» SET TASK A:
Rewrite the Trading Spouses forum thread between "They seem to" and "different than mine....", inclusive, changing "gimmick" to "hook".
» SET TASK B:
For each statement, answer yes or no to whether the Trading Spouses forum thread supports it, and quote the words that decide it. (i) Audrey's family filled out an online application to be on the show. (ii) Audrey's family has six kids, three of them triplets. (iii) The poster theebmonique would like to be on a Survivor set in the jungle.

***** SUPPLIED PASSAGE *****

Posted: Mon Nov 15, 2004 8:56 pm
by Audrey
My family loves the Fox show Trading Spouses. We seldom miss it and it is one of the few remaining things we all do together anymore.

We have been discussing it for some time-- and we finally filled out an on line application to be on the show.

They seem to like a gimmick-- and 6 kids, 3 of which are triplets seems to me to fit the bill.

I really want to be picked and really want to go to a family which is vastly different than mine....

If we get picked I will probably be sent to a home where there is 1-2 children, no pets and a husband who knows where a skillet might be kept....

Please do whatever it is you do... pray, karma, good thoughts and send them my way! I want to do this!

Posted: Mon Nov 15, 2004 9:22 pm
by doug65oh
Good luck, Auds!! :wink:

Posted: Tue Nov 16, 2004 1:05 am
by theebmonique
Good luck Auds ! If I were going to be on a reality show, I would pick SURVIVOR...if it was in the mountains somwhere. I do not like the idea of trying to survive in jungley places. I could kick some serious butt if they did Camping Survivor...LOL.


Tracy...

Posted: Tue Nov 16, 2004 1:08 am
by Audrey
I could do fear factor-- But Survivor?

At first I would be muttering "Mon Dieu" quite a bit and pretending everything was OK...

***** RECORDS SHOWN *****

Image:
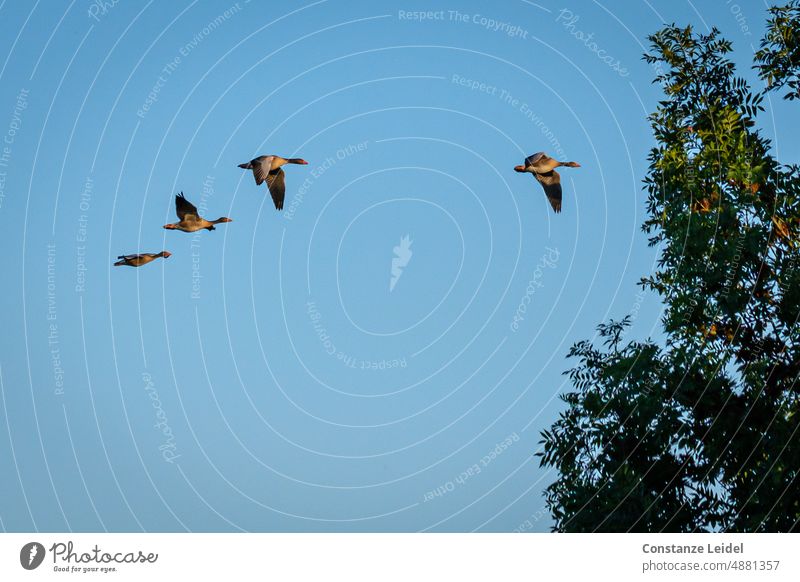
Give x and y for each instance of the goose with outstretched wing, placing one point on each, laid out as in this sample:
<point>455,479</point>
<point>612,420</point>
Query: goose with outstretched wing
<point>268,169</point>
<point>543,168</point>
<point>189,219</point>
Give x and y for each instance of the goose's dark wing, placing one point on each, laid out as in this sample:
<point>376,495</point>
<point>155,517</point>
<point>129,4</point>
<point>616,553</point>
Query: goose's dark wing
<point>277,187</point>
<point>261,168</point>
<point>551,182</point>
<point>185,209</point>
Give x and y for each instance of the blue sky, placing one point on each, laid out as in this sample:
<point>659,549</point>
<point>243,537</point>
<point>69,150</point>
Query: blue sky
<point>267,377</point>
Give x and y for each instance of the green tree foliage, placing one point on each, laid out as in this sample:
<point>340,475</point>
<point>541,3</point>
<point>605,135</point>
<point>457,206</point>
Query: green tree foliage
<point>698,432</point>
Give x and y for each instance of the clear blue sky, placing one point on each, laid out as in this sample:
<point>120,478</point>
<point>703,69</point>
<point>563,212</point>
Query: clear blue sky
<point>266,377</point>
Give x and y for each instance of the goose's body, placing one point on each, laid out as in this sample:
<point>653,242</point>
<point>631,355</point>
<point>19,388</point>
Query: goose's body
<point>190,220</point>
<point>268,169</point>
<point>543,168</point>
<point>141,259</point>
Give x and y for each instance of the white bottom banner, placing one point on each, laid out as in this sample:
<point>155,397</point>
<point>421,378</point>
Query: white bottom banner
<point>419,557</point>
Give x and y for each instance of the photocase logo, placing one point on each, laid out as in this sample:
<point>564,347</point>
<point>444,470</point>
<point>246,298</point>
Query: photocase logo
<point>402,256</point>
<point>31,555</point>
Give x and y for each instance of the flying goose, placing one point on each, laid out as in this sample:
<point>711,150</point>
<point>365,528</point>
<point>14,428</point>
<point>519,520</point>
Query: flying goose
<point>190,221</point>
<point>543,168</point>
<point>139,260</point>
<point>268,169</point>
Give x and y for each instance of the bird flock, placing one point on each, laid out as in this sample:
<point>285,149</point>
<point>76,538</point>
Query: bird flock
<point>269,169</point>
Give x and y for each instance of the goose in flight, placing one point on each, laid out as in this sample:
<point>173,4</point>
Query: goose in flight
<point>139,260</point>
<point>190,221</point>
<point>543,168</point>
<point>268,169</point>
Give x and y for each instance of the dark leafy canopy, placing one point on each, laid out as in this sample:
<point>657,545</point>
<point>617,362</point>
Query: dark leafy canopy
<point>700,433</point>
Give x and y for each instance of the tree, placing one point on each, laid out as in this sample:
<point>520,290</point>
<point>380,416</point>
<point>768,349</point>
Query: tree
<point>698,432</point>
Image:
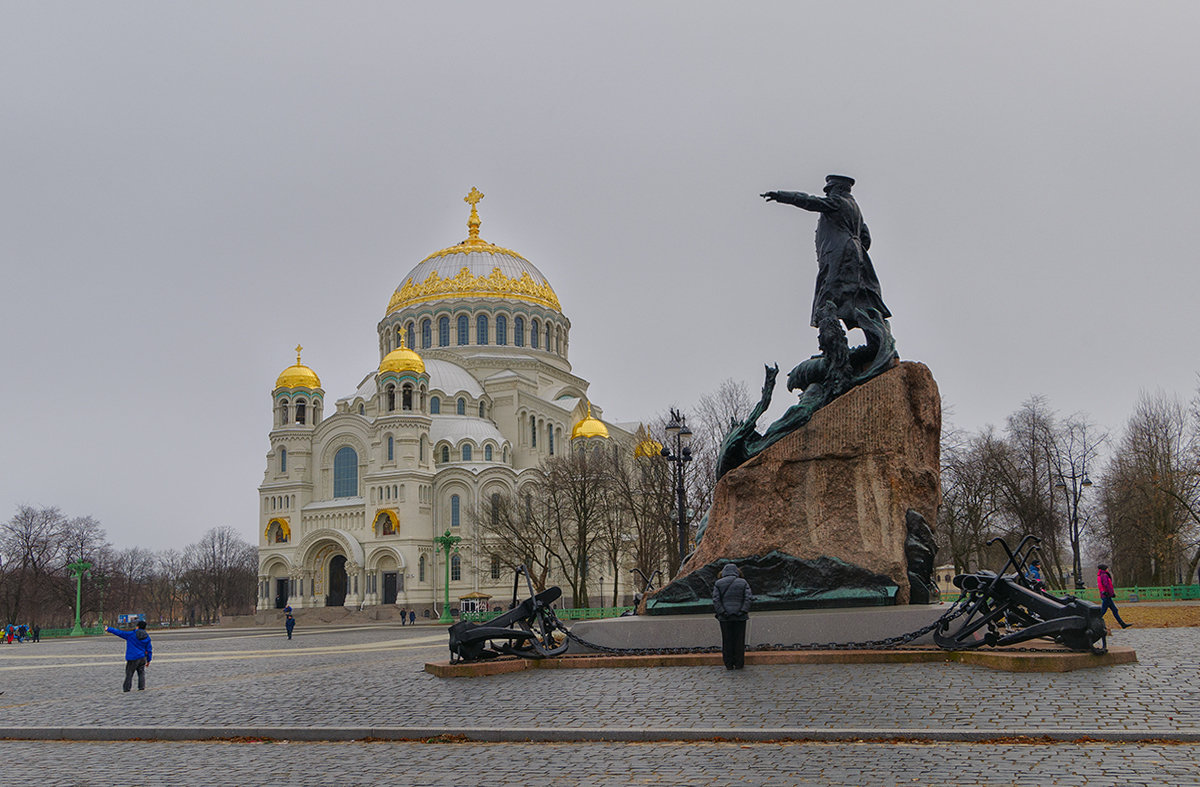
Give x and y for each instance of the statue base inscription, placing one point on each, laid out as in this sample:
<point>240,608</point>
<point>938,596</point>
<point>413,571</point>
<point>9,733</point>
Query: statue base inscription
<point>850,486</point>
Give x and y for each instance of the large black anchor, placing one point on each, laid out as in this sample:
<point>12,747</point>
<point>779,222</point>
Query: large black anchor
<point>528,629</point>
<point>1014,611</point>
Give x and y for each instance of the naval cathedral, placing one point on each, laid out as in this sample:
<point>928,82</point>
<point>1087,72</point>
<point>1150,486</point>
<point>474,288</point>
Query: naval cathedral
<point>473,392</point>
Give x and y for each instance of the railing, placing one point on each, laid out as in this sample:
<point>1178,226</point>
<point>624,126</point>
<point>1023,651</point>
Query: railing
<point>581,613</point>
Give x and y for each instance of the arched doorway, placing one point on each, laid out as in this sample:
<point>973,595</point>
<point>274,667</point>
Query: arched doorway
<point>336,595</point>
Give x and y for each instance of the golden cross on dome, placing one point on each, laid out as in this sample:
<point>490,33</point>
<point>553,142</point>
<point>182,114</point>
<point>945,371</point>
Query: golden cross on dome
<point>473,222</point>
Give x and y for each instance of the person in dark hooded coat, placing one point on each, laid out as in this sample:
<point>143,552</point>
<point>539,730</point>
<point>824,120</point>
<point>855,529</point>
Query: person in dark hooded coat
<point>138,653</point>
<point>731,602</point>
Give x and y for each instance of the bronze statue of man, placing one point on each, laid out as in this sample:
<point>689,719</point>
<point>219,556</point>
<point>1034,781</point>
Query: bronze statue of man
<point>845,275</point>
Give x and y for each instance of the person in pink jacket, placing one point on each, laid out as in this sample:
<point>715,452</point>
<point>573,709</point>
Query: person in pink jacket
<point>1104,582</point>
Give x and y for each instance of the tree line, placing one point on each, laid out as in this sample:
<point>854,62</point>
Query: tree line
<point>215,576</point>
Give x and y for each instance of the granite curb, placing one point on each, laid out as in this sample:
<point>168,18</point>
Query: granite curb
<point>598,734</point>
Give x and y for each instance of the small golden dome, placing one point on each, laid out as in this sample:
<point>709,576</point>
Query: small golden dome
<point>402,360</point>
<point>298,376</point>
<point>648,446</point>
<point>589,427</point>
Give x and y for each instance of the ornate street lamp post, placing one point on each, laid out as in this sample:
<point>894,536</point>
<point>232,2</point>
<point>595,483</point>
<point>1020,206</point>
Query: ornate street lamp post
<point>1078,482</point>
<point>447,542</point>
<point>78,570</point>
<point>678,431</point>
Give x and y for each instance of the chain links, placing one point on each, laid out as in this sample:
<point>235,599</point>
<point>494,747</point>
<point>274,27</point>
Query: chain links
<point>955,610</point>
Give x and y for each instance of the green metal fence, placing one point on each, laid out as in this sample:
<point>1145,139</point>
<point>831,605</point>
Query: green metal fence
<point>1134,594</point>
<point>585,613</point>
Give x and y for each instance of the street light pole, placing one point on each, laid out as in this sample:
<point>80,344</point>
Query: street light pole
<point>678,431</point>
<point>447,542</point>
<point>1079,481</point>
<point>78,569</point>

*****

» EXERCISE OUTPUT A:
They seem to like a hook-- and 6 kids, 3 of which are triplets seems to me to fit the bill.

I really want to be picked and really want to go to a family which is vastly different than mine....

» EXERCISE OUTPUT B:
(i) Yes: "we finally filled out an on line application to be on the show."
(ii) Yes: "6 kids, 3 of which are triplets"
(iii) No: "I do not like the idea of trying to survive in jungley places."